## [Information]

BEGIN

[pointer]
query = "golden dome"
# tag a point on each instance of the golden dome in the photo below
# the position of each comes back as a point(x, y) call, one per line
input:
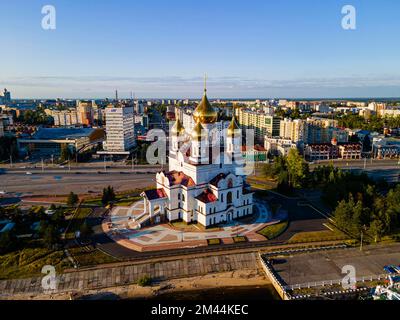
point(198, 132)
point(177, 128)
point(205, 113)
point(233, 127)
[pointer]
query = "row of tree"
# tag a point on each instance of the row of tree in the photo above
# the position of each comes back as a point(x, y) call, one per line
point(8, 147)
point(291, 171)
point(373, 123)
point(371, 212)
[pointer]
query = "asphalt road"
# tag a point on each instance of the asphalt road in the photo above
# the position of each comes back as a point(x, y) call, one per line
point(21, 184)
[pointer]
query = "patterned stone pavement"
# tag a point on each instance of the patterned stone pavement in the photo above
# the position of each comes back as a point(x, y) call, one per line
point(162, 236)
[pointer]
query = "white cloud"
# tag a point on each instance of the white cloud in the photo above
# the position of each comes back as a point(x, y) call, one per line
point(175, 86)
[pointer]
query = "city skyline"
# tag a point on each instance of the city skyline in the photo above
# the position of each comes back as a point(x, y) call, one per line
point(265, 49)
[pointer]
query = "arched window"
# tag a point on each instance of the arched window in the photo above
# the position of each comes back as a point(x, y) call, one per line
point(229, 198)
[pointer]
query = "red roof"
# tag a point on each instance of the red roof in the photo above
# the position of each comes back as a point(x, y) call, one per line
point(207, 196)
point(155, 194)
point(217, 179)
point(176, 178)
point(257, 147)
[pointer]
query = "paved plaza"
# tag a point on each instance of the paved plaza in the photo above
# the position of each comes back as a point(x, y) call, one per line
point(121, 227)
point(327, 265)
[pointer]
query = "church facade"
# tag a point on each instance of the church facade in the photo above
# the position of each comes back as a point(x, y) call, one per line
point(205, 182)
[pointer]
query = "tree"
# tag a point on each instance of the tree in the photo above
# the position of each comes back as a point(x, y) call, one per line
point(72, 200)
point(295, 168)
point(85, 230)
point(65, 153)
point(377, 229)
point(8, 241)
point(50, 236)
point(108, 195)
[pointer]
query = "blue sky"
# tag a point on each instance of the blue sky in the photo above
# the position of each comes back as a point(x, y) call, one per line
point(160, 48)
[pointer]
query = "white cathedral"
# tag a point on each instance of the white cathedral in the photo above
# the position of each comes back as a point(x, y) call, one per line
point(205, 183)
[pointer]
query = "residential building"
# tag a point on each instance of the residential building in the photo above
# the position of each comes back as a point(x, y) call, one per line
point(262, 124)
point(277, 146)
point(292, 129)
point(119, 129)
point(50, 141)
point(332, 150)
point(85, 112)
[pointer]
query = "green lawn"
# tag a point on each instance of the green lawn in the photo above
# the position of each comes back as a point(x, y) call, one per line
point(89, 256)
point(76, 221)
point(29, 262)
point(273, 231)
point(324, 235)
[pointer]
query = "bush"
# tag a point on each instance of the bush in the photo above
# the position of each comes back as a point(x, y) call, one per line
point(213, 241)
point(239, 239)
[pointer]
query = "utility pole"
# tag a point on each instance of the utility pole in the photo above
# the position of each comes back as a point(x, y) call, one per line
point(361, 240)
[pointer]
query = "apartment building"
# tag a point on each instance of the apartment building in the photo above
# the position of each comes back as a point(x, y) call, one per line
point(119, 129)
point(292, 129)
point(262, 123)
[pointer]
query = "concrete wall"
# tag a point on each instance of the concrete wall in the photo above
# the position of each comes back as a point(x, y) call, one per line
point(128, 274)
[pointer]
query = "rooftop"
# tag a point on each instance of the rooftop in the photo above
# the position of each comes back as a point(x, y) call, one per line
point(62, 133)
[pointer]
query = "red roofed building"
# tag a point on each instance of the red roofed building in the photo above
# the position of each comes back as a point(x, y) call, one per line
point(202, 186)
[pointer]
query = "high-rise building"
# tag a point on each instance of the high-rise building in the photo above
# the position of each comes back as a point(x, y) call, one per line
point(318, 130)
point(292, 129)
point(263, 124)
point(119, 129)
point(1, 128)
point(6, 97)
point(85, 112)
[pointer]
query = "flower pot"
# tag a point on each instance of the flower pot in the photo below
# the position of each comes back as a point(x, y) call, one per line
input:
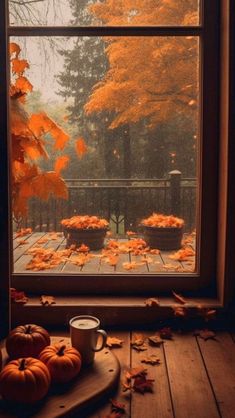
point(163, 238)
point(93, 238)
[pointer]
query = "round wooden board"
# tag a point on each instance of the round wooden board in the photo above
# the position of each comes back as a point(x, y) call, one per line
point(93, 382)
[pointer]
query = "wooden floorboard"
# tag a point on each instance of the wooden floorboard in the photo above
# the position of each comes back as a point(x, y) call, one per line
point(127, 263)
point(219, 358)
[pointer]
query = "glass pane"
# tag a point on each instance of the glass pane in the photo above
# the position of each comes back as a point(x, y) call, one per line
point(106, 12)
point(108, 128)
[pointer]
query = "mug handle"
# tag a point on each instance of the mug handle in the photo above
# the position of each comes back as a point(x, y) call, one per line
point(104, 339)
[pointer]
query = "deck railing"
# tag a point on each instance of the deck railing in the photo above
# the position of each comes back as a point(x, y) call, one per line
point(124, 202)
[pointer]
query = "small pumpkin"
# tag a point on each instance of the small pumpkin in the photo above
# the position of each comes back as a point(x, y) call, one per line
point(64, 363)
point(25, 380)
point(26, 341)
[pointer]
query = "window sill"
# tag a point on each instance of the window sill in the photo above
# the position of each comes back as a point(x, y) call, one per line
point(113, 311)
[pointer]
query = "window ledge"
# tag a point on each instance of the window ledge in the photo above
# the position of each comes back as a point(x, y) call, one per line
point(113, 311)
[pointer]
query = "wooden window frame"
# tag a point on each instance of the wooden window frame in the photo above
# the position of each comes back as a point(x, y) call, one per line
point(217, 198)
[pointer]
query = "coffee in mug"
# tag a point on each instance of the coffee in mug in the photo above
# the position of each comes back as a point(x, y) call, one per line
point(84, 332)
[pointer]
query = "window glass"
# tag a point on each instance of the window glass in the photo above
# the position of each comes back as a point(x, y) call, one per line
point(105, 127)
point(106, 12)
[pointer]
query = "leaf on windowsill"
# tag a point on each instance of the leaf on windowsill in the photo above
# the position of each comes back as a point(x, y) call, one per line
point(47, 300)
point(166, 333)
point(206, 334)
point(180, 311)
point(155, 340)
point(18, 296)
point(114, 342)
point(151, 359)
point(179, 298)
point(142, 385)
point(152, 302)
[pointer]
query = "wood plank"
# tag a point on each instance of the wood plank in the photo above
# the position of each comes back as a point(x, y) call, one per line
point(157, 404)
point(190, 387)
point(123, 355)
point(219, 357)
point(93, 383)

END

## [What is needed]
What is needed is an exact retyping of the lines from the start of the data through the line with "# tag a point on each instance of the city", with both end lines kept and every picture left out.

## [Answer to this problem]
[pointer]
query = "golden dome"
# tag a point on each instance of the golden dome in the photo below
# the position of each comes back as a point(x, y) call, one per line
input:
point(198, 132)
point(177, 128)
point(205, 113)
point(233, 127)
[pointer]
query = "row of tree"
# tag a point on each instance of the row of tree in the photo above
# the position of each comes back as a point(x, y) call, one per line
point(8, 147)
point(291, 171)
point(373, 123)
point(371, 212)
[pointer]
query = "asphalt road"
# tag a point on each instance of the asphalt road in the photo above
# the position of each comes back as a point(x, y) call, one per line
point(21, 184)
[pointer]
query = "patterned stone pavement"
# tag a point on each instance of the patterned stone pavement in the photo above
# the position of each comes back as a point(x, y) call, one per line
point(162, 236)
[pointer]
query = "white cloud"
# tag a point on each instance of the white cloud in the photo above
# the position of each comes back as a point(x, y) call, one per line
point(175, 86)
[pointer]
query = "city skyline"
# tag a point on each instance of the city skyline in the photo above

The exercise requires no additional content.